WHAT IS REQUIRED: Rewrite the lines below, switching "kindly" to "please" and changing nothing else. Leave the pictures out of your answer.

Start of SUPPLIED ENTRIES

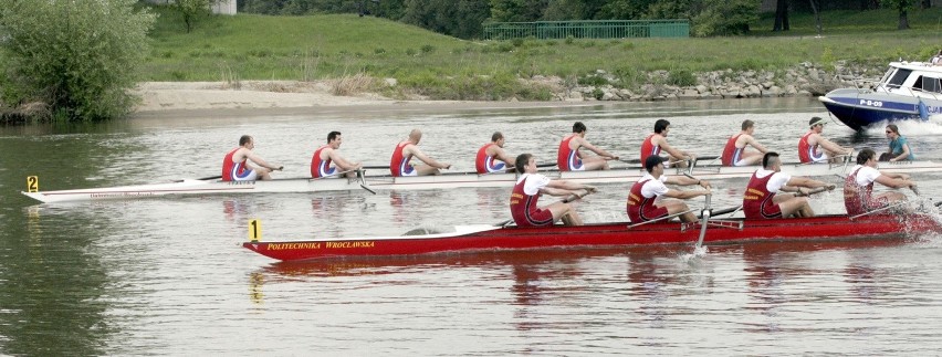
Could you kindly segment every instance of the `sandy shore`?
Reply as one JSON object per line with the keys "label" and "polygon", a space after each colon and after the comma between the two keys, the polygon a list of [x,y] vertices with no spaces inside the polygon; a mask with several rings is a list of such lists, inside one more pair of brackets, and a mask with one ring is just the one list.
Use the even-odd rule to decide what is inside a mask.
{"label": "sandy shore", "polygon": [[242,81],[144,82],[136,93],[143,98],[135,116],[303,114],[311,111],[389,112],[454,111],[506,107],[557,107],[600,105],[599,102],[470,102],[400,101],[376,94],[337,96],[325,82]]}
{"label": "sandy shore", "polygon": [[377,95],[335,96],[321,82],[243,81],[239,87],[226,82],[145,82],[137,94],[144,102],[137,112],[174,109],[290,108],[384,104],[394,101]]}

End of SUPPLIED ENTRIES

TASK ANSWER:
Could you please segment every instance of the `sandy shore`?
Reply as one JSON object per line with the keys "label" and "polygon", a space after each colon and after the comma between the two keys, the polygon a list of [x,y] vertices with no spaces inside the polygon; a mask with several rings is a list of such lists, inside one more pair of brackets, and a mask with one ring is just the one list.
Use the even-odd rule to decide what is inside a mask.
{"label": "sandy shore", "polygon": [[242,81],[144,82],[136,93],[143,98],[135,116],[303,114],[311,111],[389,112],[454,111],[506,107],[557,107],[600,105],[599,102],[470,102],[400,101],[376,94],[337,96],[325,82]]}
{"label": "sandy shore", "polygon": [[377,95],[335,96],[321,82],[243,81],[239,87],[226,82],[145,82],[137,94],[144,102],[137,112],[174,109],[290,108],[384,104],[394,101]]}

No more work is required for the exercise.